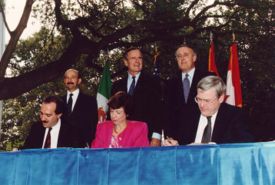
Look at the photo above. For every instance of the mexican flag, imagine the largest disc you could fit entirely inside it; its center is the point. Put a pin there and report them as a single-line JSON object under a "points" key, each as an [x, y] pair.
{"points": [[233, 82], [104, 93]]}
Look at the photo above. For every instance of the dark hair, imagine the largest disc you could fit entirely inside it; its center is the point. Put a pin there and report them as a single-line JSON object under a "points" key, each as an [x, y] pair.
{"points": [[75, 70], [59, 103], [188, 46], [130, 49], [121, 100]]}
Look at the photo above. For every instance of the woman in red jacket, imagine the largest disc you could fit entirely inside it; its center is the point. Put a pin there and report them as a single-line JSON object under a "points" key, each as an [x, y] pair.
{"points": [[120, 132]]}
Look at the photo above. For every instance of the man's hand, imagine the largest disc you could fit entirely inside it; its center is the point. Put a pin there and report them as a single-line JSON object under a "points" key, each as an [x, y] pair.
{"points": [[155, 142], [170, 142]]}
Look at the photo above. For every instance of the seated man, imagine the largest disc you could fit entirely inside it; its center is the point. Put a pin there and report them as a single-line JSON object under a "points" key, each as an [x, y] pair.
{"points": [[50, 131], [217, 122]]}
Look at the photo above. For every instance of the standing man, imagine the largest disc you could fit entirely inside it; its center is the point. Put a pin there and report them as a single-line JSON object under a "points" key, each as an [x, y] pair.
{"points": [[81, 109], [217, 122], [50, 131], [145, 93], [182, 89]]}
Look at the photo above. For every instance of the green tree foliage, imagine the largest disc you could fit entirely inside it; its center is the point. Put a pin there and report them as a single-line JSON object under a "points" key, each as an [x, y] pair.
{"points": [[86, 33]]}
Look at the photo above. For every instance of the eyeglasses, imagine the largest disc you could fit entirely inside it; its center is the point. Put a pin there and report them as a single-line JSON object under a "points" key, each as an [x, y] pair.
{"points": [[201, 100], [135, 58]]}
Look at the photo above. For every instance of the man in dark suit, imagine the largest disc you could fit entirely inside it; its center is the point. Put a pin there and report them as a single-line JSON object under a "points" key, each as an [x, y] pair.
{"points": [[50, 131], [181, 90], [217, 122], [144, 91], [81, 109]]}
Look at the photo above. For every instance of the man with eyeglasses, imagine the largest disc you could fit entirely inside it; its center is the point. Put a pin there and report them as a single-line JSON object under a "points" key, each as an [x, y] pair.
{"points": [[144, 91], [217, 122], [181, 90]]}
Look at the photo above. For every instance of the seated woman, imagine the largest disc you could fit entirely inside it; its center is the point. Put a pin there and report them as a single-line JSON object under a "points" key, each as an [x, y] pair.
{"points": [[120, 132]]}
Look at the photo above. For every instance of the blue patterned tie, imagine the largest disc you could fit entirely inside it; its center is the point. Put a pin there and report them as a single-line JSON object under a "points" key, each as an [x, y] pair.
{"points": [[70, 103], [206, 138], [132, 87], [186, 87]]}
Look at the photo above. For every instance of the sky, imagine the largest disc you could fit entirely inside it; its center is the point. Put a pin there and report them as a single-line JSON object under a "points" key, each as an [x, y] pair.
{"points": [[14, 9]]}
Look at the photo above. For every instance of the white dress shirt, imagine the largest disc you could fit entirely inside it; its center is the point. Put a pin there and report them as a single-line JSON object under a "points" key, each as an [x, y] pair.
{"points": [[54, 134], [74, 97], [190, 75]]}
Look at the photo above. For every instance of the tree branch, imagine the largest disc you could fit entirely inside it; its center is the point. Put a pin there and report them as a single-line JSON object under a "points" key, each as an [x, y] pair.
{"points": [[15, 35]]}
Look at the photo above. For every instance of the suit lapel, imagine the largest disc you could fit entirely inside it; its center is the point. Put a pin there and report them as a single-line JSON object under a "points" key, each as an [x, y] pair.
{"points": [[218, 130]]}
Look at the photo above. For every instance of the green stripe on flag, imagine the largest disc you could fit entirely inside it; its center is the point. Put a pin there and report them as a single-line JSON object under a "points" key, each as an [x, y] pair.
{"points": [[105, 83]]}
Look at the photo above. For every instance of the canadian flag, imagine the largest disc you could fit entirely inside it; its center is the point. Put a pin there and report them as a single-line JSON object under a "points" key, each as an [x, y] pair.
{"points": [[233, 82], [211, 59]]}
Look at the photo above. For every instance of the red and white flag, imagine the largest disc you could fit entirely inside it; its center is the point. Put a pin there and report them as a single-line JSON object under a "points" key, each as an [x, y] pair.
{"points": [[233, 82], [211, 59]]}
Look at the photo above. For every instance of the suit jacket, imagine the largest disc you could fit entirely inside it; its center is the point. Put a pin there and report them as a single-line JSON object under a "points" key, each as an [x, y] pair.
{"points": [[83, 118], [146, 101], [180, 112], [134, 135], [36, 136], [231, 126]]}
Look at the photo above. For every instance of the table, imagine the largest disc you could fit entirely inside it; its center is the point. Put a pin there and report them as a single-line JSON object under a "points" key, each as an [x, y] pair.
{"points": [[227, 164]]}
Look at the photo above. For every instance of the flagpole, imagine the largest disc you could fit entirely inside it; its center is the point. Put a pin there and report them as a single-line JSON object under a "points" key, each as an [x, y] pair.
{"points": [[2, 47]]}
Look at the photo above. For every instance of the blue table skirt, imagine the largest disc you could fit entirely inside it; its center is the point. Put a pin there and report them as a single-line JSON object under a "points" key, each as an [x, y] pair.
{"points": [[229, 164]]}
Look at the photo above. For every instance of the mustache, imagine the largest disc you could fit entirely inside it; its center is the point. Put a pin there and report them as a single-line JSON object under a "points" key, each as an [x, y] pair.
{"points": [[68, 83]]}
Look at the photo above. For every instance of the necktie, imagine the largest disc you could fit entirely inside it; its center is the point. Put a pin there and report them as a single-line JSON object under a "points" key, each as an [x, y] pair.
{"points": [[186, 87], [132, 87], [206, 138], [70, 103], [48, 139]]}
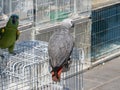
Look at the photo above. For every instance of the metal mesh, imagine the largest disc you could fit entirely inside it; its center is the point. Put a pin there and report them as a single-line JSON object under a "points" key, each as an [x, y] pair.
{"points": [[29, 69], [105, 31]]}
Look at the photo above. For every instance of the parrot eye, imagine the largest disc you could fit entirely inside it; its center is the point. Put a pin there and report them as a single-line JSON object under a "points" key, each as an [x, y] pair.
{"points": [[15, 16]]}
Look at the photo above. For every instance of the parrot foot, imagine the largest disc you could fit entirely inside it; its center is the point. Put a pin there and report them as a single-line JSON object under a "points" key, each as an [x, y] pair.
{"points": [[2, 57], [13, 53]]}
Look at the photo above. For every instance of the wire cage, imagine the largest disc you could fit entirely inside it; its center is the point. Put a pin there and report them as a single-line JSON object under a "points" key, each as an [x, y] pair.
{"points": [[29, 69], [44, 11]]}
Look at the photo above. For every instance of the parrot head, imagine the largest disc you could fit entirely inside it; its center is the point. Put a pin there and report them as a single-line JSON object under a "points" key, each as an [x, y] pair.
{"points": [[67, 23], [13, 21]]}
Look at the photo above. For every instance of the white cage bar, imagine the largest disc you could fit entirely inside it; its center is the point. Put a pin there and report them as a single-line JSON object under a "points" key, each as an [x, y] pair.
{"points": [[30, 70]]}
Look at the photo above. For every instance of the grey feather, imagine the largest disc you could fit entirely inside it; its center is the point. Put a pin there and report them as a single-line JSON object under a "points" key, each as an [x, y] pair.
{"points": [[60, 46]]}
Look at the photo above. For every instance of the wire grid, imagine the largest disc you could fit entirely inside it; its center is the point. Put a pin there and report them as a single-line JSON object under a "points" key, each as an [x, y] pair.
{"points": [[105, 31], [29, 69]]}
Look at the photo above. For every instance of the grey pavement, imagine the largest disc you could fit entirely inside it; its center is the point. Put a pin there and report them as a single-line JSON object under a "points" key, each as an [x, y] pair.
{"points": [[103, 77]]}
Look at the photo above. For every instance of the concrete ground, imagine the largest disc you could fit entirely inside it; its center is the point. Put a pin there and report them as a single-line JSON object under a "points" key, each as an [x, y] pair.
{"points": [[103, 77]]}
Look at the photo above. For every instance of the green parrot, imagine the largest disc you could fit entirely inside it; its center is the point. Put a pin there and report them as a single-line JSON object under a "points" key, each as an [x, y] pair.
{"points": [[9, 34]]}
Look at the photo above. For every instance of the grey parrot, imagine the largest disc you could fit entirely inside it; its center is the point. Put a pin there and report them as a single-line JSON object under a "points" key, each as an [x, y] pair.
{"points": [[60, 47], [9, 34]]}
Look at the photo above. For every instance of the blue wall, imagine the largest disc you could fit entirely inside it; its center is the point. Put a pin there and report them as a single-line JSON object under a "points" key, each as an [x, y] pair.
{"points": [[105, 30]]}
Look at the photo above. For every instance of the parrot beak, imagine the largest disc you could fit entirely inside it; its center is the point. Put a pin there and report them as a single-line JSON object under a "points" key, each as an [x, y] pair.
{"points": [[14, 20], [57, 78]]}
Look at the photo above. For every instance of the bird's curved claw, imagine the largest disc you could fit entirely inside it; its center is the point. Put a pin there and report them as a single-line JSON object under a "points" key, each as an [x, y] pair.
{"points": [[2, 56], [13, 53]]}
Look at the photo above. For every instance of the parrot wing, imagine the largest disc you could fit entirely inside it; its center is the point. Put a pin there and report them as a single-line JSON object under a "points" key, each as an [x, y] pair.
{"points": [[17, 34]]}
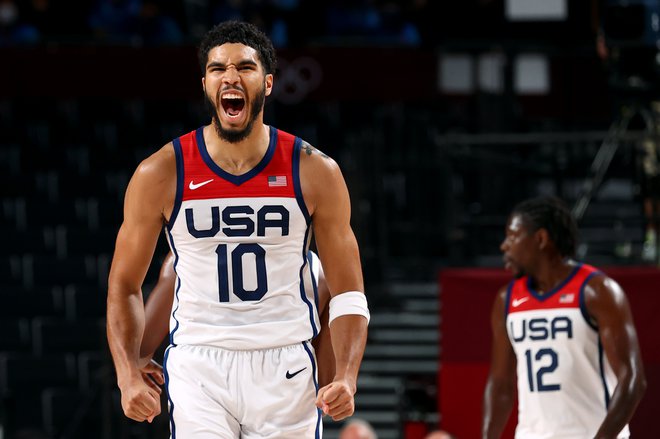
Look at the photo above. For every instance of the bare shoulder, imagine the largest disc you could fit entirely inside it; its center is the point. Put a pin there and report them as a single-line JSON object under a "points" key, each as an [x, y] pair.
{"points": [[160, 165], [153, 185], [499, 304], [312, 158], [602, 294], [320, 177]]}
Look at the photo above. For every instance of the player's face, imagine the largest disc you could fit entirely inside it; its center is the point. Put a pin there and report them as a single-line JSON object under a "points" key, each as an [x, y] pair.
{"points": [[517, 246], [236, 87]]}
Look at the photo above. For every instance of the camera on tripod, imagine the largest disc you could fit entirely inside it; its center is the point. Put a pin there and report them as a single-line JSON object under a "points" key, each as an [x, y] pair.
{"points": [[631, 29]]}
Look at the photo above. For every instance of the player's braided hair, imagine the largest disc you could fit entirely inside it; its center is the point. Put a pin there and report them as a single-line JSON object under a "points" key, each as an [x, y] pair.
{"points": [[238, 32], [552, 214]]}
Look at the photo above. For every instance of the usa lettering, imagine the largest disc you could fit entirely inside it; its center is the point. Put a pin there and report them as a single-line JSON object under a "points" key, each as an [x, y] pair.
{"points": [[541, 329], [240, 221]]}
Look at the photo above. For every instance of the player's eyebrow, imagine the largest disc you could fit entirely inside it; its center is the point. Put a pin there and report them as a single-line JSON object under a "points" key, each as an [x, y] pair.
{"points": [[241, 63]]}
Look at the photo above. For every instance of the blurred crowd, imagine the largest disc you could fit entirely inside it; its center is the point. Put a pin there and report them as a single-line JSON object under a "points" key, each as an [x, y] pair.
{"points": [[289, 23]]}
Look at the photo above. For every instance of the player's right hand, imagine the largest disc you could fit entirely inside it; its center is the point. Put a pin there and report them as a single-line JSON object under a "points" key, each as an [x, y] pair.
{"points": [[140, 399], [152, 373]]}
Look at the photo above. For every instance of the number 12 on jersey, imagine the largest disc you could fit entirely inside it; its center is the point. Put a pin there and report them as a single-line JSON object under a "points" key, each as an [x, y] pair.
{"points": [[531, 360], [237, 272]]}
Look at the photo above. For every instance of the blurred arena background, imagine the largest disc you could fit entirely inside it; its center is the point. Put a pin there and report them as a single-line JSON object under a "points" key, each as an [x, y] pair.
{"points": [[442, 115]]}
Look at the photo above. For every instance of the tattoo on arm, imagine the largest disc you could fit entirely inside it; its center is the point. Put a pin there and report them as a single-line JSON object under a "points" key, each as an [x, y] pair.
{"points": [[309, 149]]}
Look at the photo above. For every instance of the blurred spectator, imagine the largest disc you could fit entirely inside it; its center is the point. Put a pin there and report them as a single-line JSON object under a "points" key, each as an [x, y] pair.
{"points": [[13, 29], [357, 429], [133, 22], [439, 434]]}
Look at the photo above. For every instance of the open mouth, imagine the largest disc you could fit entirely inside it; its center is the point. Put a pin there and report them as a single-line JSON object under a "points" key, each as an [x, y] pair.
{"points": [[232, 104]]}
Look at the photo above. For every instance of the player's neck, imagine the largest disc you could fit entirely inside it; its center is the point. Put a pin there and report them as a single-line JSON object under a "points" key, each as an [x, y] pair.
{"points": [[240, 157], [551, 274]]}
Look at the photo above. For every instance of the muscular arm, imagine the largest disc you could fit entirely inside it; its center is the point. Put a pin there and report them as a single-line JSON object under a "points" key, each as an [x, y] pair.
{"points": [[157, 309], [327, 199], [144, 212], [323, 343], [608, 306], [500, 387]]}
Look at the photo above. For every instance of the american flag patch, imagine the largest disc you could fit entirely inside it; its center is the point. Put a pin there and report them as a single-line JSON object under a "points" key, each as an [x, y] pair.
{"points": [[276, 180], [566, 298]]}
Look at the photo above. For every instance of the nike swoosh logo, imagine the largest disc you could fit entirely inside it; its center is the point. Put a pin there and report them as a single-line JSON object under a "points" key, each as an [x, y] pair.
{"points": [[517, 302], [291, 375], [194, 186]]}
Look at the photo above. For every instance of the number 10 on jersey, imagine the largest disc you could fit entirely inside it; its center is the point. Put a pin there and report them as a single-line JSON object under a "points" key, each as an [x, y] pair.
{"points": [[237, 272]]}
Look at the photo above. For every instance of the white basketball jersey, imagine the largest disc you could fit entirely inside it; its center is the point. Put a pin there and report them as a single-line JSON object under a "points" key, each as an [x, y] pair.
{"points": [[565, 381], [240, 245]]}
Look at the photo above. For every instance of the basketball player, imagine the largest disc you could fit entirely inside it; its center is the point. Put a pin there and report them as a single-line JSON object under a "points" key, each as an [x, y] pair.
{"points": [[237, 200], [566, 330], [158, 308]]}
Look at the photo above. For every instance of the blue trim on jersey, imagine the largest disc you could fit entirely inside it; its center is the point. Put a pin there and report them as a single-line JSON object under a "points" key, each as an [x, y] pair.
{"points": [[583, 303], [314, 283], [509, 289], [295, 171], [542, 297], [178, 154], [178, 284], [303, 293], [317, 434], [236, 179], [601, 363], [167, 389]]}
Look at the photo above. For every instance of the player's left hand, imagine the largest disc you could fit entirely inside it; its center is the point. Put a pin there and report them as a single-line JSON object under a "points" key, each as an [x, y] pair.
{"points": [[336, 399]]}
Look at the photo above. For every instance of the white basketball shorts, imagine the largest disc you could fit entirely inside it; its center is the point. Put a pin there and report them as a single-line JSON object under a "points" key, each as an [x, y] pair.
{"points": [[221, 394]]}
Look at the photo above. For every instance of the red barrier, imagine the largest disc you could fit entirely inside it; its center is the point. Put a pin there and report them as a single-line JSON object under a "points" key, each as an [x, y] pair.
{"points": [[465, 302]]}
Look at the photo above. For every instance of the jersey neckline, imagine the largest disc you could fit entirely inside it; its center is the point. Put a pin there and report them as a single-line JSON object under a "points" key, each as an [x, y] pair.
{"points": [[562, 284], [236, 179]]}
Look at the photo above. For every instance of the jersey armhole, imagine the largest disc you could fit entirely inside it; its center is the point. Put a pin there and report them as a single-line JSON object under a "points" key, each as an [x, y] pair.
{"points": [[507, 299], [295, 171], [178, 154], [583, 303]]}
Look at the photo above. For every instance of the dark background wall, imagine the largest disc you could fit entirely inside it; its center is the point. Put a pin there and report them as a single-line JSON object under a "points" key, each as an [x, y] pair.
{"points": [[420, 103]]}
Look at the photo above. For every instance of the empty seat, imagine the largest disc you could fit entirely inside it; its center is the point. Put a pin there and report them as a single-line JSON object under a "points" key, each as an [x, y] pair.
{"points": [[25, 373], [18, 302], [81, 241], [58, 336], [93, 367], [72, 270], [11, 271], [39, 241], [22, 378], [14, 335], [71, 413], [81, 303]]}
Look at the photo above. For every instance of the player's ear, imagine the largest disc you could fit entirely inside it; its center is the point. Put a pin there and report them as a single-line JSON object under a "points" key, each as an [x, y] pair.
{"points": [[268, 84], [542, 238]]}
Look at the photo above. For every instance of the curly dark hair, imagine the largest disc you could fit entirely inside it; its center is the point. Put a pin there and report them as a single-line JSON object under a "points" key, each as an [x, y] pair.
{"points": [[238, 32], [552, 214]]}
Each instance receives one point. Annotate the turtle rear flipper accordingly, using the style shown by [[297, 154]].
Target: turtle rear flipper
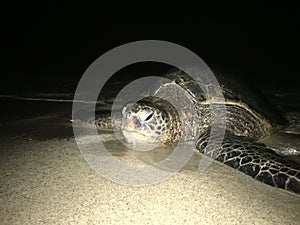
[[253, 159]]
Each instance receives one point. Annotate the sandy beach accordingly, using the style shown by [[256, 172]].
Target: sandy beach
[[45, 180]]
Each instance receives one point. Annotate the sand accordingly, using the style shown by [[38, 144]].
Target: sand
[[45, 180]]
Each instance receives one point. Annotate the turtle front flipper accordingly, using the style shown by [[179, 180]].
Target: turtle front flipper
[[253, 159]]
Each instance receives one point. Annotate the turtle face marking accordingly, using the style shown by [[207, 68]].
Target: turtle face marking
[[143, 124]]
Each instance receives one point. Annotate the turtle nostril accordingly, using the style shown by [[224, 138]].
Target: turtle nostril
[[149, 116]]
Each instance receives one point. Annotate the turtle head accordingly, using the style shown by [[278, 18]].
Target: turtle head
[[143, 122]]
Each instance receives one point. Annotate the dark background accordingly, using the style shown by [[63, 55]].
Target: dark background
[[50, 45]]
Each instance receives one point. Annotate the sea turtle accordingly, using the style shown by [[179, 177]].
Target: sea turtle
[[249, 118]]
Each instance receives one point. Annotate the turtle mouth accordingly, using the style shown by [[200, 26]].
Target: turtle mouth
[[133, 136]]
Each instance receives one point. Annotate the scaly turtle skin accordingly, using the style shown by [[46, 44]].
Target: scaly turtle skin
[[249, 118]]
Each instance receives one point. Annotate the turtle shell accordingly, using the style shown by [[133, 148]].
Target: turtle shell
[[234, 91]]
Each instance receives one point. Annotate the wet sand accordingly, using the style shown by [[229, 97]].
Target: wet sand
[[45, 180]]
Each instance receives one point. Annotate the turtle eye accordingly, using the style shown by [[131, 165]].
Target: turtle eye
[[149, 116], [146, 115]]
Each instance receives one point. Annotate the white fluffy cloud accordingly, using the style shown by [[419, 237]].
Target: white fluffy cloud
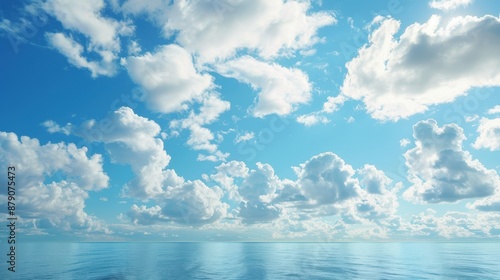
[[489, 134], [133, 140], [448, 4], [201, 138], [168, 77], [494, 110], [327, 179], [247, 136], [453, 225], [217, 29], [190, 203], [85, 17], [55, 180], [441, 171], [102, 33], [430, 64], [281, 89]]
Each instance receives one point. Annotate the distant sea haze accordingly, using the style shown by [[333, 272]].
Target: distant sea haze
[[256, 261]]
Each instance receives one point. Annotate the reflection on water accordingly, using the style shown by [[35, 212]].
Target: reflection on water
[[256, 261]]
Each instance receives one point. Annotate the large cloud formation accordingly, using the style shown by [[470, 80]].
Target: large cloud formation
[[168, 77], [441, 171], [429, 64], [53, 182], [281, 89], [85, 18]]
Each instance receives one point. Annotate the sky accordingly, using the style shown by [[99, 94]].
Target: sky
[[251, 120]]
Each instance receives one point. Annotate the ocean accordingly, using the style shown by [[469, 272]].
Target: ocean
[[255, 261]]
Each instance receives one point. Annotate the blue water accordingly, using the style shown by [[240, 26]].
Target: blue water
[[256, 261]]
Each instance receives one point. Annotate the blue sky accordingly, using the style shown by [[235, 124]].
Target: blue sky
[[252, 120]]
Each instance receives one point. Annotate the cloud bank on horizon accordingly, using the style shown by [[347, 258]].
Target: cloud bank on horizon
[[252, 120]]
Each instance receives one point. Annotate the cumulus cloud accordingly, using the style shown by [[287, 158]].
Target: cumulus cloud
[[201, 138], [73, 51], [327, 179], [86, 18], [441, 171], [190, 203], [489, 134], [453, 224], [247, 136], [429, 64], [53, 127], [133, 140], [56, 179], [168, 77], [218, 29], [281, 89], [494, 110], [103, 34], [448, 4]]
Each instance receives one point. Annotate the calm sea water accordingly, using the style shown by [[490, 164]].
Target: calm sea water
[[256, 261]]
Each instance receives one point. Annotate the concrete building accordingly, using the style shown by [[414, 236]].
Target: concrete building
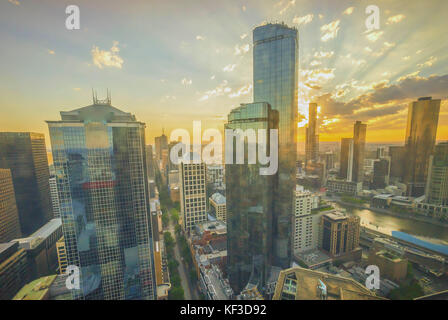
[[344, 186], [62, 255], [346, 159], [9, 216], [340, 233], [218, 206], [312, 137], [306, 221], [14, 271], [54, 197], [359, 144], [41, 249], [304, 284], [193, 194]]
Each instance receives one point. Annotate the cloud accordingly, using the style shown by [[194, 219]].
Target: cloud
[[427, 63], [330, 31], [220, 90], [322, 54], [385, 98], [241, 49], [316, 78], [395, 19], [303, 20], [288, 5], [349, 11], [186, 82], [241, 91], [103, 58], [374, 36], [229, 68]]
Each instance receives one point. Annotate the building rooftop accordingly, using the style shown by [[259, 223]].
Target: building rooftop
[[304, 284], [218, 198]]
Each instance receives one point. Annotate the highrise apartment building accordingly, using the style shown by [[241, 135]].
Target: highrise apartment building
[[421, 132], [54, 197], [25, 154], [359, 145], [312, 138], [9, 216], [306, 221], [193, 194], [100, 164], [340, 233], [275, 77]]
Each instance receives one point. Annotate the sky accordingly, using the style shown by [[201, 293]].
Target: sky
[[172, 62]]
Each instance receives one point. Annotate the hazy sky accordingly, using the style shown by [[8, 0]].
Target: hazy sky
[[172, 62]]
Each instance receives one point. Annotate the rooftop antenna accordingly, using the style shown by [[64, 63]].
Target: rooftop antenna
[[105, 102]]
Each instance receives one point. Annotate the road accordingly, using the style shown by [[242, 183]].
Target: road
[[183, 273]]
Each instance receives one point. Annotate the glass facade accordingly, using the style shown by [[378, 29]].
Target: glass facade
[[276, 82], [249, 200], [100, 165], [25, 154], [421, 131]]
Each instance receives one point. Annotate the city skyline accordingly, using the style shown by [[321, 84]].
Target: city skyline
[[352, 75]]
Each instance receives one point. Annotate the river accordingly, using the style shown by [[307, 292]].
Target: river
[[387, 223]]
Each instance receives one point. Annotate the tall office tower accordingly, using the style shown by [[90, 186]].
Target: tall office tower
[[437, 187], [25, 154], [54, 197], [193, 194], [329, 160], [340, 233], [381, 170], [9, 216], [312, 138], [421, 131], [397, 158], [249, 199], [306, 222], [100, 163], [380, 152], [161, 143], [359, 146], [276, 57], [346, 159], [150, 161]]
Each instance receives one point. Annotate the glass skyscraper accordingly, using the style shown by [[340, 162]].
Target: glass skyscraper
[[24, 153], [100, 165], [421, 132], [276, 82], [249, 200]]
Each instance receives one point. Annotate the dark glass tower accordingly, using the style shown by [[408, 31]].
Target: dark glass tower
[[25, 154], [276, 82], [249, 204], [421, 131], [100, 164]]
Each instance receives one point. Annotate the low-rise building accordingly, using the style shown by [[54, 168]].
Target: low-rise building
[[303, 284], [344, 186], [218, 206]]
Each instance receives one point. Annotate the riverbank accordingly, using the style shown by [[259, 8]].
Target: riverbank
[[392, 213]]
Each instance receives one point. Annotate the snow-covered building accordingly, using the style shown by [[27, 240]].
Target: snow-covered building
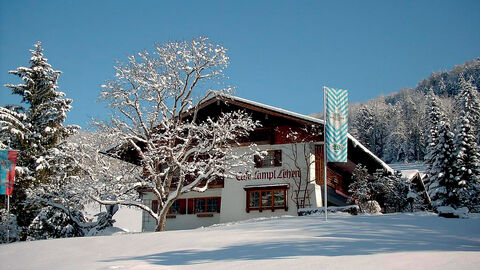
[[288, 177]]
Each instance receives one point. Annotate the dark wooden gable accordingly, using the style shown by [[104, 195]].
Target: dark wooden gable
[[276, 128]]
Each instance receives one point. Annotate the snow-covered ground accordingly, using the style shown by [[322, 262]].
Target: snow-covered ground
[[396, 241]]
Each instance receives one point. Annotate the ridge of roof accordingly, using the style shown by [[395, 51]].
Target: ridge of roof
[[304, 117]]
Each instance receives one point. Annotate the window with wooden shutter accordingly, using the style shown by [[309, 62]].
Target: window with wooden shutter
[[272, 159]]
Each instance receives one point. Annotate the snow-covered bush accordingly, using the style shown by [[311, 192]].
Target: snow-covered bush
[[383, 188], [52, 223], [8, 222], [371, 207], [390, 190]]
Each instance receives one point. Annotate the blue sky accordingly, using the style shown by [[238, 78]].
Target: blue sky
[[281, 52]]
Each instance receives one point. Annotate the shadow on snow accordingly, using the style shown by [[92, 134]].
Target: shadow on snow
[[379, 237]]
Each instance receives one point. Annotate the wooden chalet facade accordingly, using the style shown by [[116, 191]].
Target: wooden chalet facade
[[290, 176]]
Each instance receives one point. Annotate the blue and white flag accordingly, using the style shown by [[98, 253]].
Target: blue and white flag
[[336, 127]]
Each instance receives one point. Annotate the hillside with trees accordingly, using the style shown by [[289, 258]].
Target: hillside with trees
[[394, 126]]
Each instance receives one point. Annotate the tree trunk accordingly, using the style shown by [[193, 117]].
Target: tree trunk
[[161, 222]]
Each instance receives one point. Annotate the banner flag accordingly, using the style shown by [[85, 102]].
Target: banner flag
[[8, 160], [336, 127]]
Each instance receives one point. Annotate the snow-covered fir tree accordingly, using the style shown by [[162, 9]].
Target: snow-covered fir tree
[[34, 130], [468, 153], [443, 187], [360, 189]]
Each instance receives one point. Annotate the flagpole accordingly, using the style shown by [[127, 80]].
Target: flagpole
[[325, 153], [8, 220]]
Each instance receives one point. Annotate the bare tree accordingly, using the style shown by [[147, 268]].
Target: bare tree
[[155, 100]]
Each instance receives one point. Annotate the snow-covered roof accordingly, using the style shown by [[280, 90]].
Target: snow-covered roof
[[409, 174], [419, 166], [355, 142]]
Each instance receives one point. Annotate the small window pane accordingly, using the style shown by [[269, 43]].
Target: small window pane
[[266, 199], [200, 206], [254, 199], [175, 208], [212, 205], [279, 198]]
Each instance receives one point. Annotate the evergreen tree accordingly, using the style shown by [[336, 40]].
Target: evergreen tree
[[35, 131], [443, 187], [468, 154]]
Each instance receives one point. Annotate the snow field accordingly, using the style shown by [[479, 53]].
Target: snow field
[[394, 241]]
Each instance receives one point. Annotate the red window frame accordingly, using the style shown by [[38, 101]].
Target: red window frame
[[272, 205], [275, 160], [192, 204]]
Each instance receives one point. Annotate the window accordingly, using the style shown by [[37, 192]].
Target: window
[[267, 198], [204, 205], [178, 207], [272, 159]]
....
WORK ORDER = Could you print the lines above, exactly as written, from the line containing "Each instance receives one point. Annotate the snow field" through the final one?

ANSWER BOX =
Each instance receives one point. Annotate the snow field accordingly, using the style shown by [[479, 53]].
Target: snow field
[[394, 241]]
Each instance receives one point. Annotate the red window frame accordingly, using the style shown by [[38, 101]].
Target: red window frame
[[272, 205], [275, 160], [192, 204]]
Each instance receives one point. Annotate the window accordingly, using the style shown by [[37, 192]].
Target: window
[[267, 198], [204, 205], [178, 207], [272, 159]]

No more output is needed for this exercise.